#### TEXTE DE L'EXERCICE ####
Directrice Générale, Multi services et Matériels industriels (MSMI).
Vous êtes patronne d’une industrie métallurgique, on devine bien que votre secteur a également été affecté par la crise de corona virus…
Au départ comme tout le monde, c’est par la peur, c’est un effet domino. À partir du moment où je travaille avec de grandes entreprises et les multinationales, qui elles, ont pris peur et nous aussi, tous. Mais passé l’instant de peur, je pense que les choses ont commencé à revenir à l’anormal.
Comment se porte votre entreprise, votre secteur aujourd’hui ?
Je suis un peu le condensateur de l’industrie du Cameroun, ça veut dire que j’ai pratiquement toutes les grandes entreprises et les multinationales comme clients. Nous aujourd’hui sommes saturés en travail, tellement saturés que nous sommes obligés de faire du 3 fois 8, parce que nous n’avons pas encore installé l’unité à commande numérique, donc ça veut dire qu’en réalité, cette situation fait qu’aujourd’hui, je vous assure qu’il y a des pièces que je fabrique au Cameroun pour le secteur pétrolier en particulier que je ne fabriquais pas encore en janvier, on les importait encore des Etats Unis.
Aujourd’hui (22 octobre 2020, Ndlr) se tient le Cameroon business forum à Yaoundé, vous avez une position peu ordinaire, vous dites que le coronavirus –alors qu’on parle de la relance post covid- vous pensez que le coronavirus est une chance pour les industries camerounaises. Est-ce que ça vaut pour tout le monde, pourquoi vous pensez ainsi ?
####
◆ CONSIGNE DE TRAVAIL:
Recopiez mot pour mot, dans l'entretien ci-dessus sur la crise du coronavirus, tout ce qui va de « Aujourd’hui (22 octobre » jusqu'à « pensez ainsi ? » inclus.
#### DONNÉES À EXAMINER ####
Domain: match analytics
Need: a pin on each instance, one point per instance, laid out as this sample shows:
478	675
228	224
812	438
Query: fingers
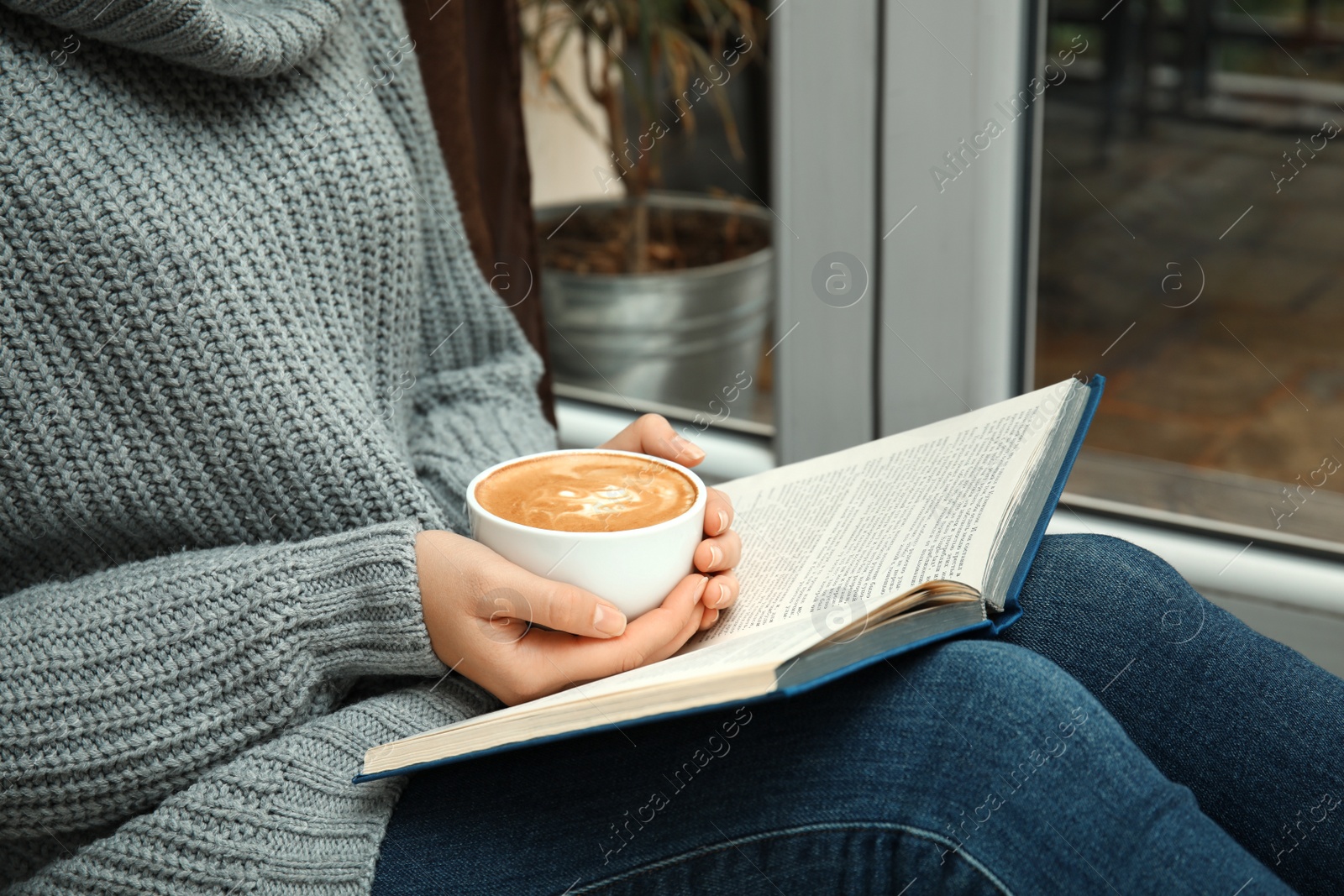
522	595
652	434
718	512
722	591
655	636
718	553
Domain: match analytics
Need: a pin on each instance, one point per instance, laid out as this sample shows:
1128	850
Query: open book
847	559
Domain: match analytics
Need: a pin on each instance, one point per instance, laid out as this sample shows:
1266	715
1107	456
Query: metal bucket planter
674	338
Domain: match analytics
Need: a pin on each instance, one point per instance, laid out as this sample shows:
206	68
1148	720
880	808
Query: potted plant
655	296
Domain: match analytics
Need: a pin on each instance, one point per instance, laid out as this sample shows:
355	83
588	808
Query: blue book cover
827	663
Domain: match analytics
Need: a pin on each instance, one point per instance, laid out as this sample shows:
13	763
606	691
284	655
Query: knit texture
245	356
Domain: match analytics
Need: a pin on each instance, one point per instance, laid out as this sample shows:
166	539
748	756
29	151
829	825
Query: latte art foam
586	493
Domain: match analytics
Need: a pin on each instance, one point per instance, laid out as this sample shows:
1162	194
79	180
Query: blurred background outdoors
1189	242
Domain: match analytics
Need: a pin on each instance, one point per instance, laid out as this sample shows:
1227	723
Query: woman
248	369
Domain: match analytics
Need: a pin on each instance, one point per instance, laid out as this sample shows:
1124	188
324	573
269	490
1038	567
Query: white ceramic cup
633	569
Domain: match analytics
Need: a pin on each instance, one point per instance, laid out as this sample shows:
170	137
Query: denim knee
1102	590
1007	689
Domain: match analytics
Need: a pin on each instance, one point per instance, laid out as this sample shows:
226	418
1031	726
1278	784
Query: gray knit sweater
245	355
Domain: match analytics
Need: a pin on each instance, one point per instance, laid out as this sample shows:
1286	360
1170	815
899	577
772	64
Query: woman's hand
481	613
722	548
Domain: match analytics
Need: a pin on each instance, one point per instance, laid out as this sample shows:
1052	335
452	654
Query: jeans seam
793	832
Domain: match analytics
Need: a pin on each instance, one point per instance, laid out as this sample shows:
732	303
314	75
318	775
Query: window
1191	222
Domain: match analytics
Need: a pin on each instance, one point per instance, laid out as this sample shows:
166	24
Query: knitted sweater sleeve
123	687
281	819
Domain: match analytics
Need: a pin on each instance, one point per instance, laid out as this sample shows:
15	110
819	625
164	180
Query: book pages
864	526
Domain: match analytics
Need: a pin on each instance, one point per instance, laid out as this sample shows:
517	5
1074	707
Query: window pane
1193	223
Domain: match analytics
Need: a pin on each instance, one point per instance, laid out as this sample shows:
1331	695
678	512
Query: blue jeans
1126	736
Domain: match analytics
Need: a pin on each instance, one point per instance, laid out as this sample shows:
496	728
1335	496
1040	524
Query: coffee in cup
618	524
586	492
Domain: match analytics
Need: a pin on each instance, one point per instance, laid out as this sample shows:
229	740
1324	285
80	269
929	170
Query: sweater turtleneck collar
237	38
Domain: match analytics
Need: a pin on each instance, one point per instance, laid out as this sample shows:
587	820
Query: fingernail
689	449
608	620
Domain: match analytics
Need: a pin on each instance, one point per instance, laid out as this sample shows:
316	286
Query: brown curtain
470	62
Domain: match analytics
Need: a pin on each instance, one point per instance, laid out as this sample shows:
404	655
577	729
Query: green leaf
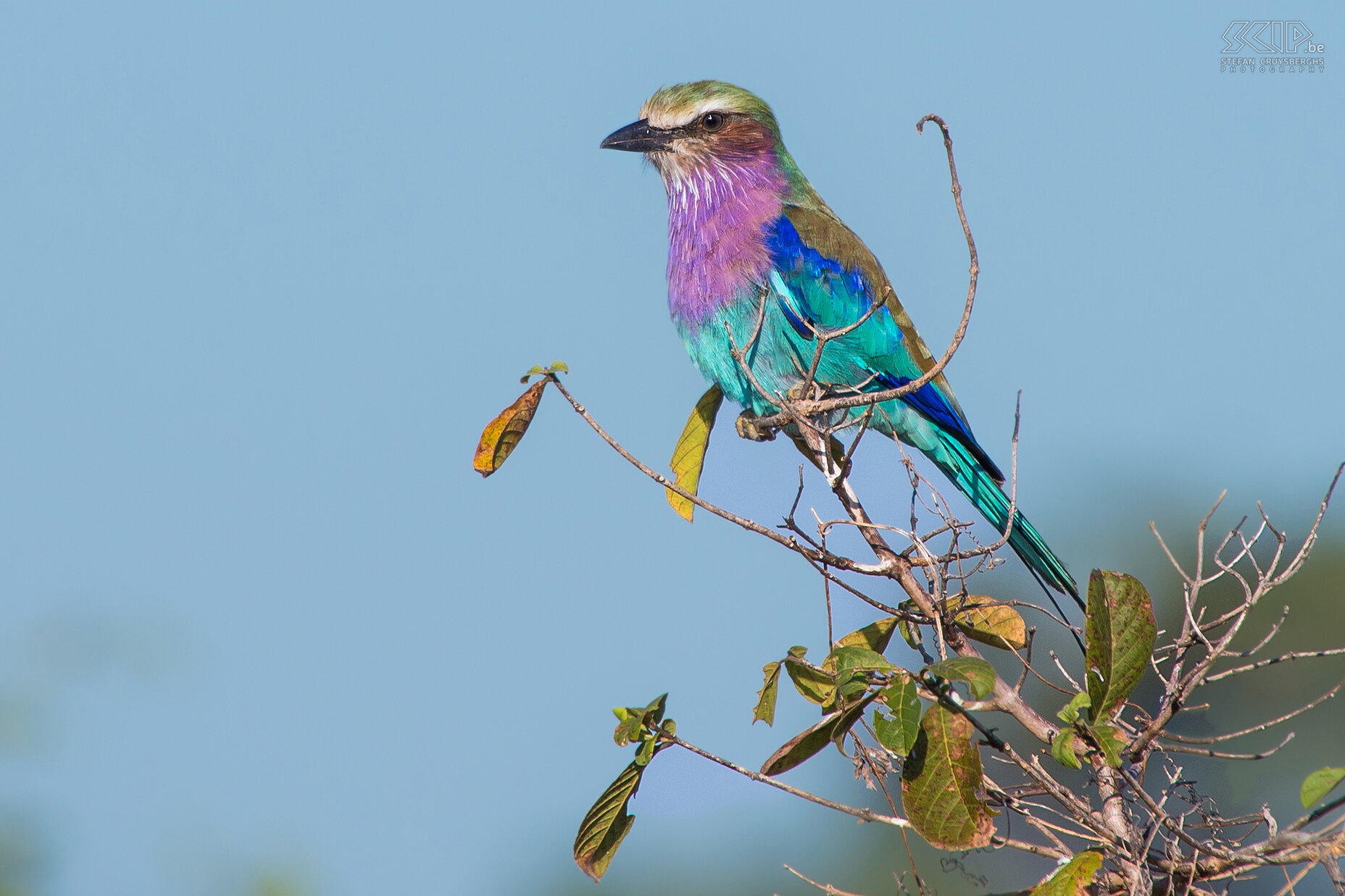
1073	877
1063	748
654	712
989	622
977	673
941	781
1120	637
634	723
689	453
810	742
1110	742
875	635
815	685
1320	783
1070	713
859	660
628	726
504	433
765	698
607	824
903	700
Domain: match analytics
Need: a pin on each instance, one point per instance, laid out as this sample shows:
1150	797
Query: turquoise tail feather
983	491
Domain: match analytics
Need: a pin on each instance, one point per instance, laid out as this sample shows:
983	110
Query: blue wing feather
822	293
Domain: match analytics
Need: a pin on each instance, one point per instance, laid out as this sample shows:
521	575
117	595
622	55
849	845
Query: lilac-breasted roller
747	227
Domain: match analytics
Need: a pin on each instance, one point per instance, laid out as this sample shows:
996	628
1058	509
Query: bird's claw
746	424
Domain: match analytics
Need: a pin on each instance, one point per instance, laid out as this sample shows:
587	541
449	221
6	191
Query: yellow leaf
689	453
989	622
504	433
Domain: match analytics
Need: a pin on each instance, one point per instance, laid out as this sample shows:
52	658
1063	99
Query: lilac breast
716	233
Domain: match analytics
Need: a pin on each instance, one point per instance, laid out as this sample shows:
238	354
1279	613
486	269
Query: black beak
639	138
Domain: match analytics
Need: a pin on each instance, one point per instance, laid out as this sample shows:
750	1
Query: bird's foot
746	424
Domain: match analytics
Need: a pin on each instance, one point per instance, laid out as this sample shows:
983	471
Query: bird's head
691	128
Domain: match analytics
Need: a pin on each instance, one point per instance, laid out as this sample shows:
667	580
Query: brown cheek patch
744	138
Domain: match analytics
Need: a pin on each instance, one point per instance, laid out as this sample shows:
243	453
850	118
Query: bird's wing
830	279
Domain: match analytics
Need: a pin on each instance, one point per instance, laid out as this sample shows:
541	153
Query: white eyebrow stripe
666	119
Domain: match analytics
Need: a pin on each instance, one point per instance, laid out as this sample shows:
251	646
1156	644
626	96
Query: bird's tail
989	498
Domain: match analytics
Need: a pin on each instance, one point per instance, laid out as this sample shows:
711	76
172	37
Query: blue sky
265	271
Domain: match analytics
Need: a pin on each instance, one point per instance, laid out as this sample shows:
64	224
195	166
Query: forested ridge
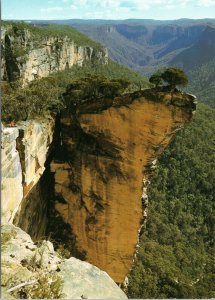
176	252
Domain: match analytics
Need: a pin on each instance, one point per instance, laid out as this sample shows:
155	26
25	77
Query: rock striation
25	149
22	262
109	151
26	56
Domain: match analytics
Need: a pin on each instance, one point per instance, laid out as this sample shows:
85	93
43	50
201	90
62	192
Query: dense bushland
175	259
45	94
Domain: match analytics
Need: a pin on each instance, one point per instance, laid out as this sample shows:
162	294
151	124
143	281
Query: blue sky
107	9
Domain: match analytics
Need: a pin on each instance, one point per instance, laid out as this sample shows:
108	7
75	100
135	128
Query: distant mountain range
146	45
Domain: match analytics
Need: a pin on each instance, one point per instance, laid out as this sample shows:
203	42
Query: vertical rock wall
24	152
99	185
27	57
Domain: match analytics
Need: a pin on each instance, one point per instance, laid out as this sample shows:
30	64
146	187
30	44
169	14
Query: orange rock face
101	179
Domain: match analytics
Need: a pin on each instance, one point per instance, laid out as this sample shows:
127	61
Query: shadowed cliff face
107	153
27	57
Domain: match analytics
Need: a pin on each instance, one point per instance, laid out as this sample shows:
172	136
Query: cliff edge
109	149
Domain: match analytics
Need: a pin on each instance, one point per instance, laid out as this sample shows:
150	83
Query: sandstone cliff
27	56
104	157
24	152
102	171
49	275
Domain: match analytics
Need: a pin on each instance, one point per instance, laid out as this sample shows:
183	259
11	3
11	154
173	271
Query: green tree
156	79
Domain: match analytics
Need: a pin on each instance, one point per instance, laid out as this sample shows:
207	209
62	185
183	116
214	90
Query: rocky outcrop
24	152
36	271
102	171
26	56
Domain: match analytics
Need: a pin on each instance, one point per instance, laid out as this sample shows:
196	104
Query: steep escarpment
102	171
25	150
31	271
29	53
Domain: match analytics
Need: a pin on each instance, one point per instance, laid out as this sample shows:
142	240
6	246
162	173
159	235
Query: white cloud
74	7
51	9
206	3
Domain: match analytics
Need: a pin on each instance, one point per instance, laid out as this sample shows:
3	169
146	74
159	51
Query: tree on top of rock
174	77
156	79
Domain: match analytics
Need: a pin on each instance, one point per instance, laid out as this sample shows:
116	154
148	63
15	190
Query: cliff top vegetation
45	94
52	30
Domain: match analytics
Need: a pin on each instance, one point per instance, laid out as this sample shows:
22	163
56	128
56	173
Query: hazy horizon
107	9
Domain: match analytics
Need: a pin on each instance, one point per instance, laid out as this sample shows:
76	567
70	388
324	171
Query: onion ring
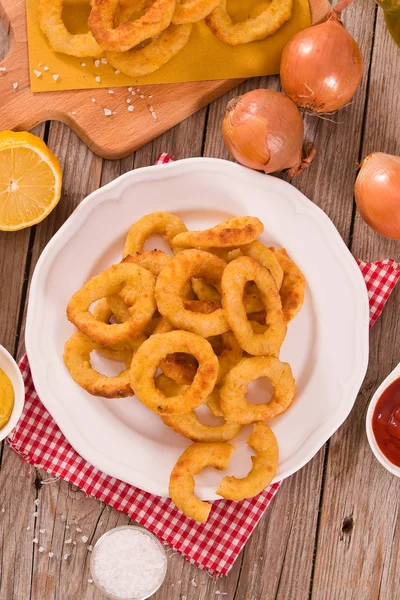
233	232
232	395
193	11
60	39
164	224
190	463
251	29
158	52
293	285
170	282
235	276
265	463
134	283
128	34
145	363
189	424
77	360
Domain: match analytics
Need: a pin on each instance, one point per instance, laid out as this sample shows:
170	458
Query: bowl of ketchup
383	422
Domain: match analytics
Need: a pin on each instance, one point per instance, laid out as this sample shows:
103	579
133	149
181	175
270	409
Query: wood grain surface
####
◆ RÉPONSE ATTENDUE:
Aujourd’hui (22 octobre 2020, Ndlr) se tient le Cameroon business forum à Yaoundé, vous avez une position peu ordinaire, vous dites que le coronavirus –alors qu’on parle de la relance post covid- vous pensez que le coronavirus est une chance pour les industries camerounaises. Est-ce que ça vaut pour tout le monde, pourquoi vous pensez ainsi ?